PROBLEM DETAILS:
Turn the records below into a numbered list, from their first line through the line that contains "x=272, y=359", and leave out any blank lines.

MATERIALS PROVIDED:

----

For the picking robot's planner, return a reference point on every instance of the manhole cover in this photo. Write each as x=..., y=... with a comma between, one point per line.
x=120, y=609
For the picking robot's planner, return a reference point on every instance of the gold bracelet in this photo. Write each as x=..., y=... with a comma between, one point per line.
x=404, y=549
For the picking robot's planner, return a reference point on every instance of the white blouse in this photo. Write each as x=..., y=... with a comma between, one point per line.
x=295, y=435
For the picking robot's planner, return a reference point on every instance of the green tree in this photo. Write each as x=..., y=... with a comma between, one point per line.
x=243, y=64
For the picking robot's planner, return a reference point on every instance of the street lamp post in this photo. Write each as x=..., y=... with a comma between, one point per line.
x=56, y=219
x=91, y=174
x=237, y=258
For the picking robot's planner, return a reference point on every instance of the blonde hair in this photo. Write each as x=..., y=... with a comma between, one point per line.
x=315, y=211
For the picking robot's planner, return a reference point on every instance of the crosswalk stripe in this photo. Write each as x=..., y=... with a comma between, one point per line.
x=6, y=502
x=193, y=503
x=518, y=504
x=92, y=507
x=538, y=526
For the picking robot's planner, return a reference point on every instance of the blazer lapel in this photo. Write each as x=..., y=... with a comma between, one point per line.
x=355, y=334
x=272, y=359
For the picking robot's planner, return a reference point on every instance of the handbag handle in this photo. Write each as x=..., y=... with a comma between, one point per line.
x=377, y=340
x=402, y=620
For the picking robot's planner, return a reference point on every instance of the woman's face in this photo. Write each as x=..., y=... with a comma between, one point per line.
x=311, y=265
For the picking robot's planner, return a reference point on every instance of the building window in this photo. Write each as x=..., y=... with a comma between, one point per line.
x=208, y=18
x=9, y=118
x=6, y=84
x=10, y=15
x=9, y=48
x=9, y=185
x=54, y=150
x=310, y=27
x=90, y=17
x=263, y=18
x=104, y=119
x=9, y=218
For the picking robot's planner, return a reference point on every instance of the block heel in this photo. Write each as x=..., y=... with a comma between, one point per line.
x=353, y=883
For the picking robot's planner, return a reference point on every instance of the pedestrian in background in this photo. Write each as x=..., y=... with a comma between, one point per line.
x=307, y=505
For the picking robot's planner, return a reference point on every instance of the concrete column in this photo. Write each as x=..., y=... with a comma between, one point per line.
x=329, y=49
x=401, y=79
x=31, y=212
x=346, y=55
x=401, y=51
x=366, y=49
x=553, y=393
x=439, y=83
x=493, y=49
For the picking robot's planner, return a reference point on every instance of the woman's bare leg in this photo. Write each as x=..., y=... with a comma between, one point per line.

----

COMPLETE ANSWER:
1. For the picking robot's planner, return a reference point on every instance of the manhole cover in this photo. Write each as x=..., y=... with a comma between, one point per line.
2. x=120, y=609
3. For the picking robot's planner, return a reference point on every instance of the gold bracelet in this photo. Write each as x=..., y=... with a comma between, one point per line.
4. x=404, y=549
5. For the picking robot's planner, return a reference point on every instance of the white blouse in this photo. Write each as x=..., y=... with a comma between, one point per line.
6. x=295, y=435
7. For the picking robot's planner, return a reference point on every instance of the green tree in this photo. Write each as x=..., y=... with a comma between, one point per line.
8. x=243, y=64
9. For the picking robot's planner, return a reference point on every instance of the street lamp post in this photo. Write each as x=..., y=... with a comma between, one point per line.
10. x=56, y=219
11. x=91, y=174
12. x=237, y=258
13. For the picking robot's planner, return a reference point on every instance of the blonde hair in this photo. Write each as x=..., y=... with a comma between, one point per line.
14. x=315, y=211
15. For the picking robot's planner, return a reference point on every instance of the crosswalk stripe in this photo. Write each as x=..., y=... with a comma between, one point per line.
16. x=6, y=502
17. x=193, y=503
18. x=518, y=504
19. x=92, y=507
20. x=538, y=526
21. For the picking robot's planner, return a reference point on every instance of the blazer lapel in this photo. Write each as x=..., y=... with a comma between, one point per line.
22. x=355, y=334
23. x=272, y=359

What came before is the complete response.